### [Work instructions]
Copy out word for word the lines in the items below, starting with the line that contains "Target: stone staircase" and going on through the line that contains "x=219, y=204", including both of those lines.

### [Location identification entries]
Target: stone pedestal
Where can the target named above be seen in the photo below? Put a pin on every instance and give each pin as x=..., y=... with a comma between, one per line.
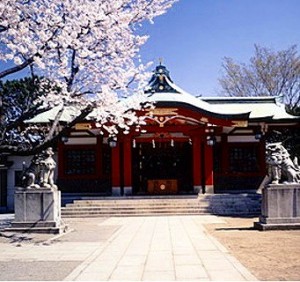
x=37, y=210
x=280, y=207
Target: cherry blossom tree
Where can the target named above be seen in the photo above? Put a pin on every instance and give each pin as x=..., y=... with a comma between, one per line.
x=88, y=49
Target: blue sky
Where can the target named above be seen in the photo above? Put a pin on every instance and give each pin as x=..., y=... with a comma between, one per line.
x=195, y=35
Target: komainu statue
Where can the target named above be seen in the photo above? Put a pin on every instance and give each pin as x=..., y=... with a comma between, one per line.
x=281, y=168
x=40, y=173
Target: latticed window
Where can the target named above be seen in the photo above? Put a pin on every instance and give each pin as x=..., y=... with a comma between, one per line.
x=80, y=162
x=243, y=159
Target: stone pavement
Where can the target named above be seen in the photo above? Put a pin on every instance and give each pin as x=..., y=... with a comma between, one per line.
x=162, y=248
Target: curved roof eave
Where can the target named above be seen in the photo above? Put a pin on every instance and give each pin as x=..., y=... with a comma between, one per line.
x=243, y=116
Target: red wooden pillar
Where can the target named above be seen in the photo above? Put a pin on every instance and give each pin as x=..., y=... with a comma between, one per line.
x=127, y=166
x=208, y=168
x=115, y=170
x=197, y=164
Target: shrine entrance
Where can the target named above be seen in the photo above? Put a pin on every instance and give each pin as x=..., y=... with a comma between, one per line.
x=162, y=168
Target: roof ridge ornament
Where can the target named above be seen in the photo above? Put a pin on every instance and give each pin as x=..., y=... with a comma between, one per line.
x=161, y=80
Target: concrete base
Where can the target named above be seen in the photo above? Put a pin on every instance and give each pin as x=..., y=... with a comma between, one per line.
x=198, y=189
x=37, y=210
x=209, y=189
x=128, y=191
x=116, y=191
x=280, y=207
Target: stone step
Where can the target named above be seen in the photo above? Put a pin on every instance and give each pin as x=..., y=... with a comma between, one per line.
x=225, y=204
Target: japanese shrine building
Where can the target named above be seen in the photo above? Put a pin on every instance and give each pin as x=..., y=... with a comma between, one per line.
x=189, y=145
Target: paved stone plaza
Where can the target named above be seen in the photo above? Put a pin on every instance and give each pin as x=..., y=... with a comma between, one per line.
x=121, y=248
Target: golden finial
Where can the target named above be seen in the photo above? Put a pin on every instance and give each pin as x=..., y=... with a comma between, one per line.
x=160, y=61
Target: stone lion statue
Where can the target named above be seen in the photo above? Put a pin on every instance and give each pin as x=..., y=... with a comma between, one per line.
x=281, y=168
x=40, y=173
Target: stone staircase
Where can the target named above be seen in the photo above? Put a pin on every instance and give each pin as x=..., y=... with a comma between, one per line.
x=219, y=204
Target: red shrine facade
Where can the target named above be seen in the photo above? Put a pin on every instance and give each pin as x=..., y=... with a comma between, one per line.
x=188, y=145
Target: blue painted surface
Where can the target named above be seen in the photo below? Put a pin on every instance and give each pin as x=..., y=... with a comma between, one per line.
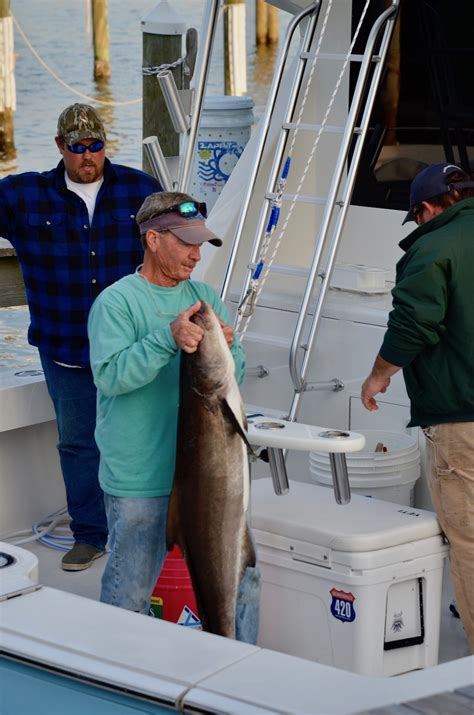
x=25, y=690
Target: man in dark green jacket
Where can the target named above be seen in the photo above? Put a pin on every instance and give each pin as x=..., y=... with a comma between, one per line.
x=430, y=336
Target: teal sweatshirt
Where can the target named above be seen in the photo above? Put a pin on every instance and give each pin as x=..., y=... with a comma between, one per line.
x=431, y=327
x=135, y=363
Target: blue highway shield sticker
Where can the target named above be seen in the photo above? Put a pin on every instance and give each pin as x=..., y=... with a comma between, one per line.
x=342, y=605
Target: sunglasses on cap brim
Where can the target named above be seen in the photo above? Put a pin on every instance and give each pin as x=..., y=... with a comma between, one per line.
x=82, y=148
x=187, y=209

---

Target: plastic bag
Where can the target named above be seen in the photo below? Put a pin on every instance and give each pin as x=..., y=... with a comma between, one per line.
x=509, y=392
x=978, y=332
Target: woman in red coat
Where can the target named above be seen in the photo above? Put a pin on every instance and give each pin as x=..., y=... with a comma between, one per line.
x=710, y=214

### [Solved problem]
Target: stone staircase
Where can the target named above be seen in the photo above? Put a pin on every instance and give each pin as x=..., y=... with a comma between, one per line.
x=219, y=204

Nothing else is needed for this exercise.